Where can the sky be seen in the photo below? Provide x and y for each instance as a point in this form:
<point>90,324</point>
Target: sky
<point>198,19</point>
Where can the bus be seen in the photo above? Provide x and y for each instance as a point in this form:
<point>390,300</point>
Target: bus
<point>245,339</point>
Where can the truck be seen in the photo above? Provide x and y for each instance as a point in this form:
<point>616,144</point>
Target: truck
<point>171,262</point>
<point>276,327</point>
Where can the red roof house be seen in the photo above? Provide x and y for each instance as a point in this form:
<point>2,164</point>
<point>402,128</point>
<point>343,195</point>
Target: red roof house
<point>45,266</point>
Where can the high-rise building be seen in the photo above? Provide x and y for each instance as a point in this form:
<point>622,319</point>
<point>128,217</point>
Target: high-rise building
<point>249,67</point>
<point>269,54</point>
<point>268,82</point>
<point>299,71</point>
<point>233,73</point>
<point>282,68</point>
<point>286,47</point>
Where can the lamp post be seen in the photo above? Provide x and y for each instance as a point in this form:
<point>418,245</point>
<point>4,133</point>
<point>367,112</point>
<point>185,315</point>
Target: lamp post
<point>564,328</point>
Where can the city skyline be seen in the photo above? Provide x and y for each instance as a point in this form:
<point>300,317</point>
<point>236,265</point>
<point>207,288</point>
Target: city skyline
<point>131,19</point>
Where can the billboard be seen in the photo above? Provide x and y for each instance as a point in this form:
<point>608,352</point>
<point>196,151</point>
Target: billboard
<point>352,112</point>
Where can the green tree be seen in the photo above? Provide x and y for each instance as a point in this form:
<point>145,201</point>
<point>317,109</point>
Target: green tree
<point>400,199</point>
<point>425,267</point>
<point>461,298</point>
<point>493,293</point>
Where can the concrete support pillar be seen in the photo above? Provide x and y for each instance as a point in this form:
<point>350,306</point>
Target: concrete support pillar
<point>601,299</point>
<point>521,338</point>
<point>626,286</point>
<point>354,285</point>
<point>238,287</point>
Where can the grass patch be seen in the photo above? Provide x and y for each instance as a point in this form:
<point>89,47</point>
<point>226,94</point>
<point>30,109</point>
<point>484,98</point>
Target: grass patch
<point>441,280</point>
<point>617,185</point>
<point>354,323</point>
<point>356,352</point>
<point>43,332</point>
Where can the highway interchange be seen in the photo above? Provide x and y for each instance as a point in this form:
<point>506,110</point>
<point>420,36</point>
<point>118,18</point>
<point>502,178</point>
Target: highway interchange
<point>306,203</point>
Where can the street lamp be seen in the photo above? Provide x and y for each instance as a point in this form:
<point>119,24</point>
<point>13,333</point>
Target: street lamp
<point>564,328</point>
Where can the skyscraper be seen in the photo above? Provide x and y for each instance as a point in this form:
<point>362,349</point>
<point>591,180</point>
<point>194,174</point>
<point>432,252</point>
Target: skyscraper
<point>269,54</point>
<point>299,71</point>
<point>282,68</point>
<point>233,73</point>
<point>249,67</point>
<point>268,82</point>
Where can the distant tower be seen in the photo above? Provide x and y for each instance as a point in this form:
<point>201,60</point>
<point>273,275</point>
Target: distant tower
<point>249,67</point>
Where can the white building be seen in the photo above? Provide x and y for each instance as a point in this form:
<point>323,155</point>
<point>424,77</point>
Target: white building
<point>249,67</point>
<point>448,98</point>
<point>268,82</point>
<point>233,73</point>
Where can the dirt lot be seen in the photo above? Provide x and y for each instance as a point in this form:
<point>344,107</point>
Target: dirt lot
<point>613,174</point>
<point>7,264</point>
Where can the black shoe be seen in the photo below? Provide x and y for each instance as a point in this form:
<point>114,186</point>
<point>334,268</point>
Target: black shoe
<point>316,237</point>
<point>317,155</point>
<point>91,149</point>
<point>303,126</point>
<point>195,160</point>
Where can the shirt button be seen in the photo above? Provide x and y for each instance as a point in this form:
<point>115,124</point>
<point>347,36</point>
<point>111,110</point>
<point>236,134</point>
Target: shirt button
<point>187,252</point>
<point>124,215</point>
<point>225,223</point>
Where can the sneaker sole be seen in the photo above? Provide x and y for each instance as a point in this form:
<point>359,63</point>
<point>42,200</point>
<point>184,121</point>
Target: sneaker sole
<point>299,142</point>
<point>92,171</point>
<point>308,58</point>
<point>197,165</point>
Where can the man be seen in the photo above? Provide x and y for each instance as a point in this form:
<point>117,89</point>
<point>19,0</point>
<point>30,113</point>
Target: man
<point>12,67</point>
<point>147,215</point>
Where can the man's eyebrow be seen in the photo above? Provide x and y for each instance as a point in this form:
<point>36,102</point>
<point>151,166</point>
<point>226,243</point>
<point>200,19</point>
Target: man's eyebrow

········

Rewrite every row above, putting "every instance" wherever "each instance" appears and leaving all other text as it is.

* [Output below]:
Where can the sky be seen in the photo below? Provide x and y for every instance as a point in this form:
<point>90,324</point>
Target: sky
<point>198,19</point>
Where can the bus be seen in the photo above? Provide x and y for every instance as a point in this form:
<point>390,300</point>
Target: bus
<point>245,339</point>
Where can the truck be seen in the photo above? Provide x and y for every instance as a point in this form:
<point>616,144</point>
Target: truck
<point>171,262</point>
<point>276,327</point>
Where can the red roof house be seen in the photo above? Provide x and y for every instance as a point in this form:
<point>2,164</point>
<point>402,128</point>
<point>343,195</point>
Target: red roof house
<point>45,266</point>
Where can the high-rise building be seen in the photo above? Provide x and y for every instance as a point in this form:
<point>622,319</point>
<point>128,217</point>
Target: high-rise building
<point>249,67</point>
<point>269,54</point>
<point>268,82</point>
<point>299,71</point>
<point>233,73</point>
<point>282,68</point>
<point>286,47</point>
Where can the lamp post be seen in the photo above? Provide x and y for every instance as a point in this form:
<point>418,245</point>
<point>4,133</point>
<point>367,112</point>
<point>185,315</point>
Target: lamp post
<point>564,328</point>
Where can the city skyline be seen in the photo above? Provide x and y for every instance as a point in this form:
<point>300,317</point>
<point>236,265</point>
<point>207,288</point>
Target: city skyline
<point>131,19</point>
Where can the billboard be seen in the photo above? Provide x and y for every instance as a point in this form:
<point>608,352</point>
<point>196,151</point>
Target: billboard
<point>352,112</point>
Where can the green tree be seen in the photo above? Provide x and y for every instance as a point in this form:
<point>145,201</point>
<point>317,109</point>
Target: green tree
<point>400,199</point>
<point>425,267</point>
<point>461,298</point>
<point>493,293</point>
Where can the concrete support pillar be seen in the photo above? Provide x and y for every instance as a point in this form:
<point>350,306</point>
Target: concrete support pillar
<point>601,299</point>
<point>521,338</point>
<point>626,286</point>
<point>354,285</point>
<point>238,287</point>
Where can the grass patch be seen in the photo above? Provide x and y for every instance as a point in this form:
<point>89,47</point>
<point>226,94</point>
<point>30,109</point>
<point>484,98</point>
Target: grass patch
<point>441,280</point>
<point>617,185</point>
<point>354,323</point>
<point>356,352</point>
<point>43,332</point>
Where can the highway interchange be seen in the photo above? Provide x and y for every instance as a point in this form:
<point>506,110</point>
<point>420,36</point>
<point>118,18</point>
<point>502,178</point>
Target: highway interchange
<point>306,203</point>
Where can the street lamp be seen in the photo above? Provide x and y for every instance as a point in this form:
<point>119,24</point>
<point>13,333</point>
Target: street lamp
<point>564,328</point>
Where can the skyscraper be seen in the photo above? Provide x and y for every instance as a point in this form:
<point>362,349</point>
<point>591,180</point>
<point>194,174</point>
<point>432,252</point>
Target: skyscraper
<point>269,54</point>
<point>299,71</point>
<point>282,68</point>
<point>233,73</point>
<point>249,67</point>
<point>268,82</point>
Where can the distant tower be seen in the photo above? Provide x and y for every instance as a point in this form:
<point>201,60</point>
<point>273,275</point>
Target: distant tower
<point>249,67</point>
Where can the white building be seen in the photo above? Provide x and y for every instance as a point in this form:
<point>323,155</point>
<point>424,77</point>
Target: white building
<point>249,67</point>
<point>448,98</point>
<point>268,82</point>
<point>233,73</point>
Where can the dirt lot be seen in the photo above? Provide x and y for every instance as a point in this form:
<point>344,107</point>
Target: dirt lot
<point>613,174</point>
<point>7,264</point>
Where can the black shoe be seen in the photo below? Provide x and y for every instance as a point in this form:
<point>114,186</point>
<point>334,268</point>
Target: black shoe
<point>316,237</point>
<point>317,155</point>
<point>91,149</point>
<point>303,126</point>
<point>195,160</point>
Where can the shirt button be seen in the photo above? Provide x and y for every instance as a point in this form:
<point>115,124</point>
<point>347,36</point>
<point>111,110</point>
<point>236,134</point>
Target: shirt button
<point>187,252</point>
<point>124,215</point>
<point>225,223</point>
Where can the sneaker sole be seen in the photo above? Provide x and y for every instance as a point in this form:
<point>359,63</point>
<point>42,200</point>
<point>184,121</point>
Target: sneaker sole
<point>299,142</point>
<point>92,171</point>
<point>308,58</point>
<point>197,165</point>
Where can the man be seen in the photo above? Provide x and y for every instance as a point in this form:
<point>117,89</point>
<point>19,0</point>
<point>30,113</point>
Target: man
<point>12,67</point>
<point>147,215</point>
Where can the man's eyebrow be seen in the photo above? Provide x and y for every instance as a point in this form:
<point>36,102</point>
<point>151,166</point>
<point>226,243</point>
<point>200,19</point>
Target: man's eyebrow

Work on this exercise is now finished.